Top Legislative Priorities
Congress should repeal the outdated 12% federal excise tax (FET) imposed on new heavy-duty trucks to accelerate turnover of America’s aging truck fleet, which will lead to cleaner, safer trucks on the road. First enacted in 1917 to help fund World War I, this tax routinely adds $22,000 or more to the price of a new heavy-duty truck. The FET is levied in addition to the nearly $40,000 per truck cost due to recent federal emissions and fuel-economy mandates. While new trucks have made significant environmental gains, such as reducing nitrous oxide emissions by 97% and particulate matter emissions by 98%, the FET remains a costly barrier to the purchase of new trucks equipped with the latest environmental technologies. With more than half of the Class 8 trucks on the road today over 10 years old, FET repeal would immediately benefit the environment by incentivizing the replacement of older trucks with cleaner and more fuel-efficient trucks. Additionally, the FET can add more than $50,000 to the price of an electric or hydrogen fuel-cell truck, and these vehicles are already more than twice the price of internal combustion engine trucks.
Bills to repeal the FET have been introduced in the House (H.R. 8116) by Reps. LaMalfa (R-Calif.) and Pappas (D-N.H.), and in the Senate (S. 2435) by Sens. Young (R-Ind.) and Cardin (D-Md.). ATD and Modernize the Truck Fleet, an industry coalition, are working to identify viable alternative funding options to replace this burdensome tax with a more consistent and equitable revenue source to fund the Highway Trust Fund. Congress should repeal the FET to protect U.S. jobs, replace older trucks with newer, greener trucks and promote the adoption of advanced technology trucks.
Catalytic converters are being stolen at increasingly higher rates due to their valuable metals, such as rhodium, platinum and palladium. Thefts reported in insurance company claims have sharply increased over the past three years, and the National Insurance Crime Bureau estimates that these thefts increased by 326% in 2020 and increased another 353% in 2021. Gas-powered medium-duty trucks are often targeted by thieves, as many of these vehicles have catalytic converters which can be easily accessed, and since catalytic converters are not readily traceable there is a lucrative market for these stolen parts. These thefts are costing millions of dollars to businesses and individual vehicle owners alike. H.R. 6394, the “Preventing Auto Recycling Theft Act” (PART Act) would assist law enforcement in their efforts to combat this crime by providing a national framework that would mark catalytic converters, establish federal criminal penalties, and create a more transparent market that deters its theft. In conjunction with National Police Week, NADA and 14 other trade associations, including ATD, sent a letter to House Energy and Commerce Committee leadership in support of the PART Act. Members of Congress are urged to cosponsor H.R. 6394 to address the growing national problem of catalytic converter theft.

Given information ->
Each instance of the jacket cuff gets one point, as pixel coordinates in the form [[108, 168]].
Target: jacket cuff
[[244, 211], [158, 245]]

What to do -> Reproduce the legislative priorities text starting at "Bills to repeal" and ending at "advanced technology trucks.", swapping "burdensome tax" for "costly levy".

Expected answer ->
Bills to repeal the FET have been introduced in the House (H.R. 8116) by Reps. LaMalfa (R-Calif.) and Pappas (D-N.H.), and in the Senate (S. 2435) by Sens. Young (R-Ind.) and Cardin (D-Md.). ATD and Modernize the Truck Fleet, an industry coalition, are working to identify viable alternative funding options to replace this costly levy with a more consistent and equitable revenue source to fund the Highway Trust Fund. Congress should repeal the FET to protect U.S. jobs, replace older trucks with newer, greener trucks and promote the adoption of advanced technology trucks.